### Work to complete
Reproduce all the data, character for character.

### Data excerpts

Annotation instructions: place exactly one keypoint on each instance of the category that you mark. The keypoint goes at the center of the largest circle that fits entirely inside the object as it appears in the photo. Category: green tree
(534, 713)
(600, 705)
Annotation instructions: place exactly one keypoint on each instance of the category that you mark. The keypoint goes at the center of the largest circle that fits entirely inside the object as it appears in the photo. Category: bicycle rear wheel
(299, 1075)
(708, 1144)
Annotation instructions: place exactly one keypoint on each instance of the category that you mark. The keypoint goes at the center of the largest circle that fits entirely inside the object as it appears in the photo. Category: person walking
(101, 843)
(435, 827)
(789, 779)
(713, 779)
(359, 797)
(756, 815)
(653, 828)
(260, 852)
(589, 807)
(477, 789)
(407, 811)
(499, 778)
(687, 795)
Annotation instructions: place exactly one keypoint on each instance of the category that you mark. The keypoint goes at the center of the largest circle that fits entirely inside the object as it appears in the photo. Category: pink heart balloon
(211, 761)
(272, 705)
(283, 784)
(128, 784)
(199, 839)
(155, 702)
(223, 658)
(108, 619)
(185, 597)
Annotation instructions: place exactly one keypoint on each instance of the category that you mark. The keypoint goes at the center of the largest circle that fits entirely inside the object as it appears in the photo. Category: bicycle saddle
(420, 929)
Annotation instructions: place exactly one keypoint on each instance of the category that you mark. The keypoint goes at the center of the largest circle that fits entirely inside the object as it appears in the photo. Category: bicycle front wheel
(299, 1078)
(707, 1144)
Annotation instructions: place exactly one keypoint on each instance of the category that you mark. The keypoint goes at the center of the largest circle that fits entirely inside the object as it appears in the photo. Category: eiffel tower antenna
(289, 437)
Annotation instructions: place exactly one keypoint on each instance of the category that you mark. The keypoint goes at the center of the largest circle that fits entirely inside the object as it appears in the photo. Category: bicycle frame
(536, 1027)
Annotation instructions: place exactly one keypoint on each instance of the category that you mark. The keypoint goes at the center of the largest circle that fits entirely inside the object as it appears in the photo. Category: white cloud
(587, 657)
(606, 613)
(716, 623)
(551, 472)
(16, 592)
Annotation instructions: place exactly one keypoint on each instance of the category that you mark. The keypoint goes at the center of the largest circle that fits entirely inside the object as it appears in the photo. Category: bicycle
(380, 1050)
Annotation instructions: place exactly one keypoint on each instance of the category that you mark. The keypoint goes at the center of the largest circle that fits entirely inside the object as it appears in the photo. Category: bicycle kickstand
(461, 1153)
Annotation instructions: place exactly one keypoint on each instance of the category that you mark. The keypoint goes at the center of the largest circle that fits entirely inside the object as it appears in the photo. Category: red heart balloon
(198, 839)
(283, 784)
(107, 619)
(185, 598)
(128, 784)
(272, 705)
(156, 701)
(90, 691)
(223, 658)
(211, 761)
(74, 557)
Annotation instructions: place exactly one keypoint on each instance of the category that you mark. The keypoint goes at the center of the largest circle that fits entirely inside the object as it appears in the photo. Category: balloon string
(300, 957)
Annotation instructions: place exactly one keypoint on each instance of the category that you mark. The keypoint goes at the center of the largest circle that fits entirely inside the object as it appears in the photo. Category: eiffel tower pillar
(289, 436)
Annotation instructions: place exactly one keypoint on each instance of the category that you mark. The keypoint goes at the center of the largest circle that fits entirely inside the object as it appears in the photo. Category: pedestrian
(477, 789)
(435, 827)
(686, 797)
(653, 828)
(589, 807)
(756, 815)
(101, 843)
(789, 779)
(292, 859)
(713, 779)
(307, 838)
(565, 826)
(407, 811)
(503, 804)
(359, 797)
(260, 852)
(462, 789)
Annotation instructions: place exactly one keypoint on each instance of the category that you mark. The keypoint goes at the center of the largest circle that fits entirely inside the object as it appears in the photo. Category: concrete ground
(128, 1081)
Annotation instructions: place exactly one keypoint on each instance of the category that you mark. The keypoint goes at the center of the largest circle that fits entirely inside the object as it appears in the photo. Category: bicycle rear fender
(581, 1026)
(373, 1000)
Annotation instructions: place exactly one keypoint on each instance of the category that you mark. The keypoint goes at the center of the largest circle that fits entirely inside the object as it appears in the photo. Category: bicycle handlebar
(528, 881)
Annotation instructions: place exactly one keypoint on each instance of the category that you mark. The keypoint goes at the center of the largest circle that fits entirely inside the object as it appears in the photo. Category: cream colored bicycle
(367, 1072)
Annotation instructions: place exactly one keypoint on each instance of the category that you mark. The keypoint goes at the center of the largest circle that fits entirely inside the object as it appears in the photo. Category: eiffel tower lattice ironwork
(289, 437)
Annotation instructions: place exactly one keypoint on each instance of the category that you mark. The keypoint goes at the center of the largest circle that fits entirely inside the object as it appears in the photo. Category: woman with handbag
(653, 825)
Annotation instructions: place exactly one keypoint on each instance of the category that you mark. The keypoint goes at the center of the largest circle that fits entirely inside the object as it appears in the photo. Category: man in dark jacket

### Response area
Annotation instructions: place exactly one keypoint on each instance of the category that you mark. The keypoint goes at the center of the largest circle that fits entirely inside the object as it appears in the photo. Category: green tree
(534, 713)
(600, 705)
Annotation instructions: place exactly one keypoint on each instance of the category that you mark. The keypoint goes at the center of the largest circle that fits entirely inside the object as it appears in the photo. Category: bicycle rear wheel
(299, 1075)
(708, 1144)
Annotation instructions: place exactly one keypoint on each instance of the category that you mark. The keypoint goes at the center of the largest circle that fits entirely inside the object as it appears in the photo. Category: person walking
(101, 843)
(435, 827)
(789, 779)
(713, 779)
(359, 797)
(756, 815)
(653, 828)
(260, 852)
(589, 807)
(477, 789)
(407, 811)
(499, 778)
(687, 795)
Annotation instructions: place exactly one keypoint on each instance of the category that you mark. The keypoint goes at the center of the largest circle that fits entirely inside the object as it appears in the photo. Category: pink heart balloon
(211, 761)
(272, 705)
(283, 784)
(128, 784)
(199, 839)
(155, 702)
(223, 658)
(108, 619)
(185, 597)
Annotation instructions: place exactly one keypoint on each instance of the category that you mark. The keypoint goes at the center of the largest circle that fits entirely inside the object as it appears in the photo. Category: bicycle saddle
(420, 929)
Annotation instructions: place exactly one keypoint on each instance of the category that you mark. The keypoint goes at the center of the largest circle that fits entirely inside the object as it appears in the photo. Category: bicycle front wheel
(299, 1078)
(707, 1144)
Annotation instructions: place exactly one keypoint on each instance of the category that you mark. The keypoint goes at the center of the largest circle that fits entirely inside the object as it appears in the photo. Category: eiffel tower antenna
(289, 437)
Annotation instructions: place exactly one keypoint on each instance of the category that you mark. The keypoint goes at the center of the largest circle that fits entirely inside the object as it appears in the photo. Category: bicycle frame
(536, 1027)
Annotation instructions: place exactly one keypoint on each instance of the category that you mark. The keypoint goes at the center of the largest circle that fits entirely inside the object as it appears in the photo. Category: white cloud
(587, 657)
(606, 613)
(716, 623)
(551, 472)
(16, 592)
Annotation instructions: place exactly one keypoint on each instance of the category that you mark. The keypoint goes at the center of the largest circle that fits entirely inside the object as it appears in the photo. Category: bicycle
(380, 1050)
Annotation instructions: place exactly one keypoint on each instance of the category that you mark. The keypoint goes at the center of the largest circle that fits entirely inside the object as it appears in the photo. Category: bicycle kickstand
(461, 1153)
Annotation instructions: place exactly one keypoint on each instance of the category that you mark. The keypoint goes at the center of the largest circle that fits entirely inside the object as it appears in the photo. Category: red heart balloon
(198, 839)
(283, 784)
(107, 619)
(185, 598)
(128, 784)
(272, 705)
(156, 701)
(90, 691)
(223, 658)
(211, 761)
(74, 557)
Annotation instructions: place exactly one keypoint on each instance of the category that you mark. The keypoint goes at the center of the largest circle that fits entirely inside the object as it appears in the photo. Category: balloon string
(300, 957)
Annotation instructions: place exactly one keypoint on each instance of the category that you mark. The keypoint goes at the center of the largest circle that fits entirely inside the object as it appears in the photo. Category: eiffel tower pillar
(289, 436)
Annotation instructions: place exactly one keypoint on each instance of the category that you mark. The keypoint goes at the center of the largest circle that fits entirely inside the object as it appears in the photo. Category: pedestrian
(477, 789)
(435, 827)
(686, 797)
(653, 828)
(589, 807)
(756, 815)
(101, 843)
(789, 779)
(292, 859)
(713, 779)
(307, 838)
(565, 826)
(407, 811)
(503, 804)
(359, 797)
(260, 852)
(462, 789)
Annotation instructions: place exactly one keypoint on each instance of the category that you mark. The keypoint goes at the center of the largest circle that fits entirely inside the object as it appears in the photo. Category: concrete ground
(128, 1081)
Annotation instructions: place exactly one keypoint on each instance of the category that you mark. The keypoint goes at the center of the largest circle that fits entirely inside the object as it appears in the photo. Category: bicycle rear fender
(581, 1026)
(373, 1000)
Annotation instructions: place exactly one keypoint on each instance of the category that you mark. The keypoint goes at the center of the largest circle that fits entirely inside the object as it appears in the photo. Category: bicycle handlebar
(528, 881)
Annotation instructions: place exactly one keypoint on each instance of the category that you mark. The keypoint goes at the center of the largest circle that fits entirely inside the object as it appears in the photo. Category: cream colored bicycle
(367, 1072)
Annotation instructions: place exactly one keypoint on each instance of the category that you mark. The keypoint goes at the center of the largest circle that fits entirely inside the object as it appears in the photo. Category: eiffel tower lattice ironwork
(289, 437)
Annotation instructions: place exactly one keypoint on each instance of the category that you mark. The keypoint goes at the center of the largest circle that fits entirely inside the object as it appears in the photo. Category: woman with handbag
(653, 825)
Annotation instructions: place exactly one keypoint on each instance of the category that you mark. The keypoint goes at the center of the largest circle that fits entirely inside the object as it appears in the photo. Category: man in dark jacket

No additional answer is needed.